* _Task statement_: Quote the line containing "target | stone tower" and all lines that follow it in the listing below, exactly as written.

* _Input data_:
+++
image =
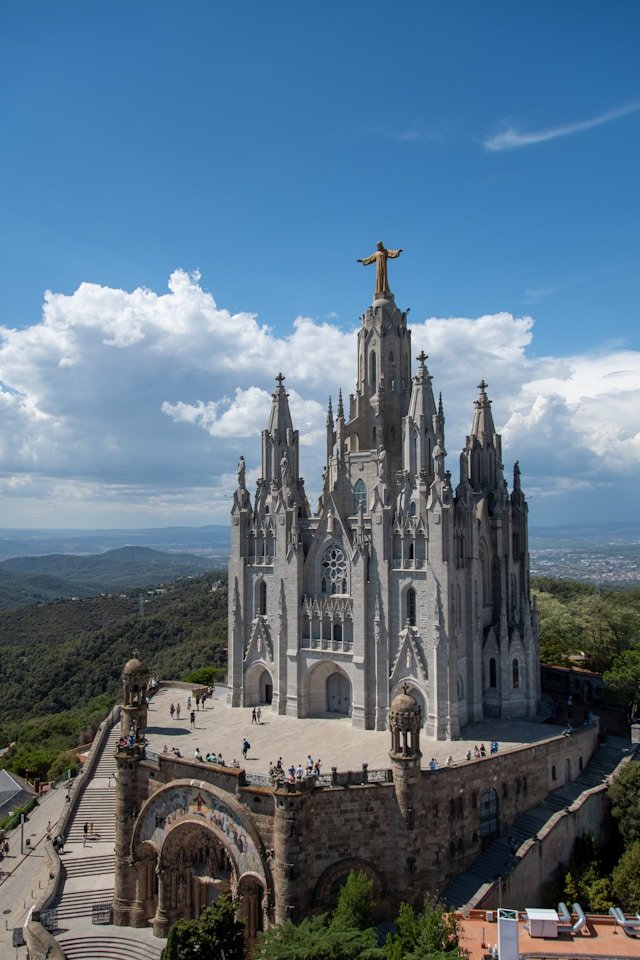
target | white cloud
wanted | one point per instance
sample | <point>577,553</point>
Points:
<point>512,139</point>
<point>132,407</point>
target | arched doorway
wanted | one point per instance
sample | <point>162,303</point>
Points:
<point>266,687</point>
<point>338,694</point>
<point>489,822</point>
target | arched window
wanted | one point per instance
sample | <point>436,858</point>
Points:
<point>262,598</point>
<point>360,495</point>
<point>334,570</point>
<point>411,606</point>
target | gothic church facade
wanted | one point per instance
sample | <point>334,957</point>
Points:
<point>400,576</point>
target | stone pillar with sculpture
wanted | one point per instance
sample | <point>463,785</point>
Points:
<point>405,719</point>
<point>135,678</point>
<point>288,851</point>
<point>127,910</point>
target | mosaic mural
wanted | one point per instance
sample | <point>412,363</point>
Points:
<point>195,803</point>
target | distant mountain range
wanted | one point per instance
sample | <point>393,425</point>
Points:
<point>38,579</point>
<point>211,540</point>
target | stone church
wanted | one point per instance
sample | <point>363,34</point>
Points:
<point>400,576</point>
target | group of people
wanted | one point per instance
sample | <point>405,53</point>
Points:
<point>294,774</point>
<point>481,751</point>
<point>175,709</point>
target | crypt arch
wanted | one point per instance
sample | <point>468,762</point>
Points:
<point>199,843</point>
<point>258,684</point>
<point>326,689</point>
<point>327,889</point>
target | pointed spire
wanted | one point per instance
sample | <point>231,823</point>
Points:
<point>483,426</point>
<point>280,419</point>
<point>516,476</point>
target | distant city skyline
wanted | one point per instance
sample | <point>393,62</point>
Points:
<point>184,198</point>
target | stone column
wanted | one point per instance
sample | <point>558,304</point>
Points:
<point>161,920</point>
<point>288,860</point>
<point>125,882</point>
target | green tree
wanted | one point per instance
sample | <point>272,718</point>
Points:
<point>347,936</point>
<point>355,903</point>
<point>626,879</point>
<point>624,796</point>
<point>623,678</point>
<point>431,934</point>
<point>217,929</point>
<point>559,631</point>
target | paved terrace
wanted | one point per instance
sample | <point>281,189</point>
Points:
<point>330,738</point>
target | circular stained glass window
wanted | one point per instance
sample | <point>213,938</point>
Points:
<point>334,571</point>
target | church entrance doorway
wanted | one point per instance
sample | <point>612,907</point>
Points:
<point>266,688</point>
<point>338,694</point>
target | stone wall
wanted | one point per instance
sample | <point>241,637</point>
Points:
<point>412,835</point>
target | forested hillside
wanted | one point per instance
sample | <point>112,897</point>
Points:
<point>27,580</point>
<point>59,656</point>
<point>600,627</point>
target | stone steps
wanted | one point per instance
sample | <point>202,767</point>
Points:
<point>90,866</point>
<point>80,904</point>
<point>498,860</point>
<point>108,948</point>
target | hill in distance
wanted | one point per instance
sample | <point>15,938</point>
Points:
<point>27,580</point>
<point>209,541</point>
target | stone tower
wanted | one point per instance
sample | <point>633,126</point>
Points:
<point>398,578</point>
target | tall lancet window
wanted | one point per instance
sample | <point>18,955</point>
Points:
<point>360,496</point>
<point>411,606</point>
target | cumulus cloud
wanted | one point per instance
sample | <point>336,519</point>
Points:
<point>131,407</point>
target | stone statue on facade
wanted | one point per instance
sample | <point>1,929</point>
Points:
<point>380,258</point>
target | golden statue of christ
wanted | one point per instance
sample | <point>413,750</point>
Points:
<point>380,258</point>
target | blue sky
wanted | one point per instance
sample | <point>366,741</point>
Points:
<point>261,149</point>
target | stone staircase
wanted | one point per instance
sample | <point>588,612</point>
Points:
<point>108,948</point>
<point>98,803</point>
<point>498,860</point>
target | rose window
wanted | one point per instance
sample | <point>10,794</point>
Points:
<point>334,571</point>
+++
* _Result of this task_:
target | stone tower
wanted | one point per instance
sample | <point>633,126</point>
Points:
<point>398,578</point>
target | tall lancet window
wanted | one point per instance
sample | <point>18,955</point>
Points:
<point>360,496</point>
<point>411,606</point>
target | cumulus cloud
wanted | one point per instance
sample | <point>336,519</point>
Points:
<point>131,407</point>
target | stone statue on facade
wanted | one point per instance
sample | <point>1,929</point>
Points:
<point>380,258</point>
target | golden statue of christ
wanted | one point per instance
sample | <point>413,750</point>
Points:
<point>380,258</point>
target | blue sky
wanted | one point per instance
sample | <point>366,741</point>
Points:
<point>261,149</point>
target | stone staircase
wanted | one point per instance
sample | <point>588,612</point>
Points:
<point>108,948</point>
<point>98,803</point>
<point>498,860</point>
target | rose window
wanted | one point per instance
sample | <point>10,794</point>
Points:
<point>334,571</point>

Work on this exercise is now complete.